Lights! Models! Guest list!! It’s thirty years of Fabulous 45, sweeties…

Following on from the recent BBC-centric When Doctor Who and Eurovision were less than Absolutely Fabulous, that reminds me:

What do you suppose is the biggest Pet Shop Boys hit in my second adopted homeland, Australia?

Go West or West End Girls? Nope.

Oh, it’s gotta be It’s A Sin or Always On My Mind then, the latter having famously denied The Pogues pole position. Most definitely not.

Well, maybe Heart or What Have I Done To Deserve This?, surely.

Are you ready for this?

All of the above were No.1 somewhere in the wider world, but not one of them made the Top Five in the la la land of Skippy, Kylie and Jason. Sigh. PSB’s only single to reach the upper echelons of the Aussie Arias is…. not even a song at all. It’s a novelty record, a charity record, it’s Absolutely Fabulous.

The official AbFab record made No.2 in 1994 – not exactly the boys’ finest year for a multitude of reasons – and, even worse, it’s the dynamic duo’s last top tenner Down Under. And yes, I can imagine some of you less charitable sorts saying it sounds like a No.2 too. Techno, techno, bloody techno! Ho, ho, ho!

Neil Tennant and Chris Lowe were big fans of the British TV comedy Absolutely Fabulous, which lampooned the fake world of PR, marketing and the media. That’s hardly a surprise. The razor-sharp putdowns and abominable antics of girls behaving badly were pretty revolutionary at the time. I don’t think I’d ever heard my flatmate Judi belly laugh so much at anything more than the uproarious first series before or since.

* **Supplied material**:
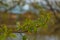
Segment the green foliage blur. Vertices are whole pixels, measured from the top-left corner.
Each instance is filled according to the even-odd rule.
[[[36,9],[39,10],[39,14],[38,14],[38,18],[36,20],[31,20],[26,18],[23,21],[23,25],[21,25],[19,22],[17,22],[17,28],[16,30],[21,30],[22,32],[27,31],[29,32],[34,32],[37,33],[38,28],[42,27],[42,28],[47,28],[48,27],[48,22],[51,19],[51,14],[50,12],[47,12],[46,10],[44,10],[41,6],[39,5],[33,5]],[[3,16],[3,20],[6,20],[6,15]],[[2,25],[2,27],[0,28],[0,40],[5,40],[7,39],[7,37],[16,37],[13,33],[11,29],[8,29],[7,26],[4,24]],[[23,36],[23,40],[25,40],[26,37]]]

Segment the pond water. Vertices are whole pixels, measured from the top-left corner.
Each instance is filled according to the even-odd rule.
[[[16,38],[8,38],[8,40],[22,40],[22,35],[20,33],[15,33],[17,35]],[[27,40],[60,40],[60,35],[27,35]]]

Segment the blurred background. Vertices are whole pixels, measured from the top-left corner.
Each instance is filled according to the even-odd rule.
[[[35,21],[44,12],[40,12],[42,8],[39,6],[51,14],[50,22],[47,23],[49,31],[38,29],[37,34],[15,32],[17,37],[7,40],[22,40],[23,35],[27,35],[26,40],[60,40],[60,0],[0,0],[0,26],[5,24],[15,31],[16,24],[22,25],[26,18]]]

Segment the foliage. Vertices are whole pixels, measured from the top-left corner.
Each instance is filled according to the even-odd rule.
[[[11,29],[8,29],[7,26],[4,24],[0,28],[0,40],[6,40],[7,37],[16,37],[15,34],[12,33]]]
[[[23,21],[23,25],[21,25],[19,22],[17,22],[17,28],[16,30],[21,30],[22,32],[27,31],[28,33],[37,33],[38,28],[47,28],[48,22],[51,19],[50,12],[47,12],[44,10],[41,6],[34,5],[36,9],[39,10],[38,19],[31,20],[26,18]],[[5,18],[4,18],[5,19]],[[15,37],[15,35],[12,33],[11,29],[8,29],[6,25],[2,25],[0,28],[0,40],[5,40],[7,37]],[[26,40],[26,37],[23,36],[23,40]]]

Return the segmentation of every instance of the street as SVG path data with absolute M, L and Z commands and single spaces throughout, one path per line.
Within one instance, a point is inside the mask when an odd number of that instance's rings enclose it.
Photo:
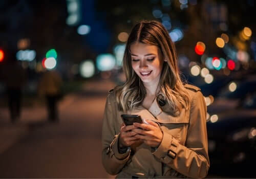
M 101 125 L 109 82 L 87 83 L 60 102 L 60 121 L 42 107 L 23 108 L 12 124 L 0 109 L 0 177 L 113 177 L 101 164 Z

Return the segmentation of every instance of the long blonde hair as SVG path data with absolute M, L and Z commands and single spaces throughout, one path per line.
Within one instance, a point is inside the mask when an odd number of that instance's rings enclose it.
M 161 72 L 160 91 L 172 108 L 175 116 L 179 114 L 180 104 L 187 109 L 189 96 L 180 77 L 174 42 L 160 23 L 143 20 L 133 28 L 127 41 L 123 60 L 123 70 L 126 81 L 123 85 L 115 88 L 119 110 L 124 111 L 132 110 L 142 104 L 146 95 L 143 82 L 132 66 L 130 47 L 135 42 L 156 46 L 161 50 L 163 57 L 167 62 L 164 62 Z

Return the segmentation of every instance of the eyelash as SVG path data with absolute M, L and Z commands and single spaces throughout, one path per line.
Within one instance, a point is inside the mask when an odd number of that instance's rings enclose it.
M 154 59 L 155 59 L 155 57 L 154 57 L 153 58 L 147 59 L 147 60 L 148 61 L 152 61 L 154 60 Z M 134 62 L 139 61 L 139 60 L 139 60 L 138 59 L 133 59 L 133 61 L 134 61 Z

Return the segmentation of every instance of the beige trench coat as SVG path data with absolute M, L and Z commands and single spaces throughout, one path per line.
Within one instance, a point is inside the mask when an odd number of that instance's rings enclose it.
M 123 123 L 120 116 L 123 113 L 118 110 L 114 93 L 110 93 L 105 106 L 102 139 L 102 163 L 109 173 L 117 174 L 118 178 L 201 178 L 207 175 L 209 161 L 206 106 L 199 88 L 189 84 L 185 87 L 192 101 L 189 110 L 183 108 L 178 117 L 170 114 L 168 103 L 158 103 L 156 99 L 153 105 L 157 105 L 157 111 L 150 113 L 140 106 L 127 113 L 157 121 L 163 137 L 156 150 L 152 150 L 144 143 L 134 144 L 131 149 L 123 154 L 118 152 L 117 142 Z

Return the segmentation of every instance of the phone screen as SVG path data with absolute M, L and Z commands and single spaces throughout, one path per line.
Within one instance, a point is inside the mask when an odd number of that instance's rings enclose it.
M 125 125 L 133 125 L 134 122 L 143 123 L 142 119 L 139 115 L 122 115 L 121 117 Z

* **Exercise description**: Reproduce the passage of the Pet Shop Boys post between "Oh, it’s gotta" and "Deserve This?, surely.", inclusive, with no changes.

* **Right answer**:
Oh, it’s gotta be It’s A Sin or Always On My Mind then, the latter having famously denied The Pogues pole position. Most definitely not.

Well, maybe Heart or What Have I Done To Deserve This?, surely.